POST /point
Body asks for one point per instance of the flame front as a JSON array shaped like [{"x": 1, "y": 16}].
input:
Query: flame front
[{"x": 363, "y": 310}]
○ ○ ○
Write out the items again with "flame front" renamed to "fire edge" everywhere it occurs, keeping everything else the same.

*Written answer*
POST /point
Body asks for one point per instance of the fire edge as a JSON array shaped like [{"x": 1, "y": 16}].
input:
Query: fire edge
[{"x": 363, "y": 310}]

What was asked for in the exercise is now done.